How is US Inflation affecting the Indian Stock Market?
Rise in Inflation in the US? But why it is affecting the Indian Stock Market?
Yes, India Stock markets were under heavy selling pressure as there was a spike in US inflation and the expectations that the US Federal Reserve would hike the rate for controlling the money supply in the economy and bringing down Inflation.
Also, another reason for the selling off in the stock markets is due to conflict between Russia and Ukraine. The US on Monday warned that Russia could invade Ukraine at any time, which pushed oil prices to seven-year highs and sent investors scurrying to buy safe-haven government bonds.
So, in today’s blog, we will discuss how Indian Stock Markets are getting affected by the rise in the US Inflation rate:
What is Inflation?
In simple terms, Inflation refers to a gradual increase in the prices of goods and services. So when Inflation rises, the cost of living increases, leading to a lower purchasing price.
When the average income of people rises, more products and services are bought. Due to this, demand increases more than the supply of goods and services.
------------------------------------
__Task instructions__:
**1)** Using the blog post on US inflation, decide whether each statement agrees with it. Answer yes or no, and quote the words that settle it.
(a) A US warning about Russia pushed oil prices to seven-year highs.
(b) Inflation is described as a sudden drop in the prices of goods and services.
(c) The US warning about Russia came on a Friday.
**2)** Select every line of the listing that contains the string "potted", matching case exactly.
The blog post on US inflation has nothing to do with the listing that comes next.
------------------------------------
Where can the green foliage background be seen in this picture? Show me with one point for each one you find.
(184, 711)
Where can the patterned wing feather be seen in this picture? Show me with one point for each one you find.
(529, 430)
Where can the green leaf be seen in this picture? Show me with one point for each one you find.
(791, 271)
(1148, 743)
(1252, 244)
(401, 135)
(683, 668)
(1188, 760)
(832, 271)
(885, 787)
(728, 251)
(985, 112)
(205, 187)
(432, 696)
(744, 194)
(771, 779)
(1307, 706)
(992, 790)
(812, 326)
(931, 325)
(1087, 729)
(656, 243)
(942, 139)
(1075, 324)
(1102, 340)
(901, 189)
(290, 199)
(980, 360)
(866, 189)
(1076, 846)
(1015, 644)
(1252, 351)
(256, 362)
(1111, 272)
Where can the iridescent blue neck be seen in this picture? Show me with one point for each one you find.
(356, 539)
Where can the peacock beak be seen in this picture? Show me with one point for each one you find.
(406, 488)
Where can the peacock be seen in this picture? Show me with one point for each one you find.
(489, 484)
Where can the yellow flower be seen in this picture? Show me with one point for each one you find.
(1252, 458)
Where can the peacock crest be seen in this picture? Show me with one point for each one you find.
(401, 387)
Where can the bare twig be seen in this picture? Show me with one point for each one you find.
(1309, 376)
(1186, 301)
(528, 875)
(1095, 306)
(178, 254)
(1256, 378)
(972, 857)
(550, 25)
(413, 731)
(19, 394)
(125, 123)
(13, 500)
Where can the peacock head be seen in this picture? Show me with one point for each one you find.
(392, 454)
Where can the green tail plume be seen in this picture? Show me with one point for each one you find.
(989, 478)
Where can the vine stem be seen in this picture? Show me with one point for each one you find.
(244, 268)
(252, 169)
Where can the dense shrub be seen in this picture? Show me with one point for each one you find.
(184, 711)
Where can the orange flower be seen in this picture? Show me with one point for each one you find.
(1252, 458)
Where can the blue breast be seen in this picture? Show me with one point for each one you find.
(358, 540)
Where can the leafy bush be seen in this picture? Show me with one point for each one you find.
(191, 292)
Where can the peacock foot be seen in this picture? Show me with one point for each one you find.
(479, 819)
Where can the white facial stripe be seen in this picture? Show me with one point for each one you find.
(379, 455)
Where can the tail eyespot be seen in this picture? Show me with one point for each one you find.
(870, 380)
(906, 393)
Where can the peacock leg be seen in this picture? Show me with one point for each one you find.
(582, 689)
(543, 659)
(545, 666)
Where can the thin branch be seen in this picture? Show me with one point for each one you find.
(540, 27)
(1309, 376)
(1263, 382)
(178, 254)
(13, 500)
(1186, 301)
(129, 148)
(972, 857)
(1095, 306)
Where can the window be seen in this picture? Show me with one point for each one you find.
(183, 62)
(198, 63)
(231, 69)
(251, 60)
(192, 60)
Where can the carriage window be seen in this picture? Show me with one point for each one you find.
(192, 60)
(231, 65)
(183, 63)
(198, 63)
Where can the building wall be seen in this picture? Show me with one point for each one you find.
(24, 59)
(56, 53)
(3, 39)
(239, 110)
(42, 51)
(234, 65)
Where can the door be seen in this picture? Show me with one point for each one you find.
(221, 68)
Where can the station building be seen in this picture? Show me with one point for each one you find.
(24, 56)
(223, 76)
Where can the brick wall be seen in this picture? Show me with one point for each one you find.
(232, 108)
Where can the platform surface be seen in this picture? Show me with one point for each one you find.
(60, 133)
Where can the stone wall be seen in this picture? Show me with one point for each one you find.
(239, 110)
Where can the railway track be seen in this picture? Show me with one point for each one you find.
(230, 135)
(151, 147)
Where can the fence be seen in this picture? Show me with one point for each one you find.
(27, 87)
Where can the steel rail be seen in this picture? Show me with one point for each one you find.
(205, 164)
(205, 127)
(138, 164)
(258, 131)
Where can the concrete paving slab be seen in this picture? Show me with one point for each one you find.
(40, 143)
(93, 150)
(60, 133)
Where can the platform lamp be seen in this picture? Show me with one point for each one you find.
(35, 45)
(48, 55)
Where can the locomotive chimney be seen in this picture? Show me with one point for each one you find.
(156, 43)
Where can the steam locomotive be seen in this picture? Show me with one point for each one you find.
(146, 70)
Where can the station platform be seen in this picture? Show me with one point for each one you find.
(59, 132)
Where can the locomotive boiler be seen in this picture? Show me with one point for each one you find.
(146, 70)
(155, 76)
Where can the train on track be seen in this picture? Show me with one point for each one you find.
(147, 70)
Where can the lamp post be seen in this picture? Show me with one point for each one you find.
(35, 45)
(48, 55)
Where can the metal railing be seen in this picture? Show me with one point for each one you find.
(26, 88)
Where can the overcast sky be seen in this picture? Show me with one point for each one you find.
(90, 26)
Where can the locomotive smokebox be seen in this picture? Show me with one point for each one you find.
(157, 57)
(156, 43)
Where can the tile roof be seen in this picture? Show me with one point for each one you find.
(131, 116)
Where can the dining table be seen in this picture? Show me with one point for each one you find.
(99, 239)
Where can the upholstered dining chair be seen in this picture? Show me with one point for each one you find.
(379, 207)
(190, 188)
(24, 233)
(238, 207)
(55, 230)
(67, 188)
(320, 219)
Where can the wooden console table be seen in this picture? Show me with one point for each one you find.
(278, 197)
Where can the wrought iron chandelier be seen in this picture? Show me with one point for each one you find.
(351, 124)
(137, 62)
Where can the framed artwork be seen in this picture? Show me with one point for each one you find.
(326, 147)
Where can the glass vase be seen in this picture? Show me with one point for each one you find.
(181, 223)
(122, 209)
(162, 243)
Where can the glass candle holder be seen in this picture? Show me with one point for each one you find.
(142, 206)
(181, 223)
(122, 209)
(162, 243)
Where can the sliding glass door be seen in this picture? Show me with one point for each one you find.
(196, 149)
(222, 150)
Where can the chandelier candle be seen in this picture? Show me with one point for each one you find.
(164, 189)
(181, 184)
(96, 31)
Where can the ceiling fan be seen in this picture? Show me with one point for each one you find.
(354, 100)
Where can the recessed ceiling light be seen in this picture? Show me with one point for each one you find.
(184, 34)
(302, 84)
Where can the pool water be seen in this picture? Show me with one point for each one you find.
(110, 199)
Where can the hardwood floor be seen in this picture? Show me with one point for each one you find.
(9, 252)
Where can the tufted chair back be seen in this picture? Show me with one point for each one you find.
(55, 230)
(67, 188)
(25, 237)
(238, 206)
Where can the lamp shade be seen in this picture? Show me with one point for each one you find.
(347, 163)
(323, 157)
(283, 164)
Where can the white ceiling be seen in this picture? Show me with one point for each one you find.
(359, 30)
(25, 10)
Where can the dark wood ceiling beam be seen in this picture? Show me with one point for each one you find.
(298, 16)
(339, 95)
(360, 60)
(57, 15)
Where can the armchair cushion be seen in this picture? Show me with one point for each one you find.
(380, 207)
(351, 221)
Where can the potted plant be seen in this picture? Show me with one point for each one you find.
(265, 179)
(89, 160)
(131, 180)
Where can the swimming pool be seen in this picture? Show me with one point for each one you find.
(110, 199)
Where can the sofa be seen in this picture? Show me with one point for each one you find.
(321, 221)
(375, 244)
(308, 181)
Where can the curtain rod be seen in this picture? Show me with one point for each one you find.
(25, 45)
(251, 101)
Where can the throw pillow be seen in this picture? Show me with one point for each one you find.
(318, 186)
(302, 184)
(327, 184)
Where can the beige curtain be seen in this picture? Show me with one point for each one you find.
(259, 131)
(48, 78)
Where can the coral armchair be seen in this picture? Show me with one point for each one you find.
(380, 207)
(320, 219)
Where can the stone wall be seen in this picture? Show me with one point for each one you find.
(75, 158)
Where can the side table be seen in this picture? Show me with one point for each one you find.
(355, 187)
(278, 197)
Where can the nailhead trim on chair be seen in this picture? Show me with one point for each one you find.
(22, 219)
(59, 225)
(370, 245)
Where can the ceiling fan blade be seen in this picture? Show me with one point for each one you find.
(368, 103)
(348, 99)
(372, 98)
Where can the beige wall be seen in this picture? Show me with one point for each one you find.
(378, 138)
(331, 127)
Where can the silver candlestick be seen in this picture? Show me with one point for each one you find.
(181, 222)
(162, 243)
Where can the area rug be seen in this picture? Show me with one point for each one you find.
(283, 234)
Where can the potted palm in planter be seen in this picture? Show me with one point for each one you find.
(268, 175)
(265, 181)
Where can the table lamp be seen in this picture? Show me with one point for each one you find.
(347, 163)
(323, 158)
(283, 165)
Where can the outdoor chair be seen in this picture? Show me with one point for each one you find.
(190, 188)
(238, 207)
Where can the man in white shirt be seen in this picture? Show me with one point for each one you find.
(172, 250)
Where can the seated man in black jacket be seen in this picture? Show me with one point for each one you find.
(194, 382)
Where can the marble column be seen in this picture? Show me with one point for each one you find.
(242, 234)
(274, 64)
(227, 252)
------------------------------------
__The results__:
**1)**
(a) Yes: "pushed oil prices to seven-year highs"
(b) No: "Inflation refers to a gradual increase in the prices of goods and services"
(c) No: "The US on Monday warned"

**2)**
Where can the potted plant be seen in this picture? Show me with one point for each one you find.
Where can the potted palm in planter be seen in this picture? Show me with one point for each one you find.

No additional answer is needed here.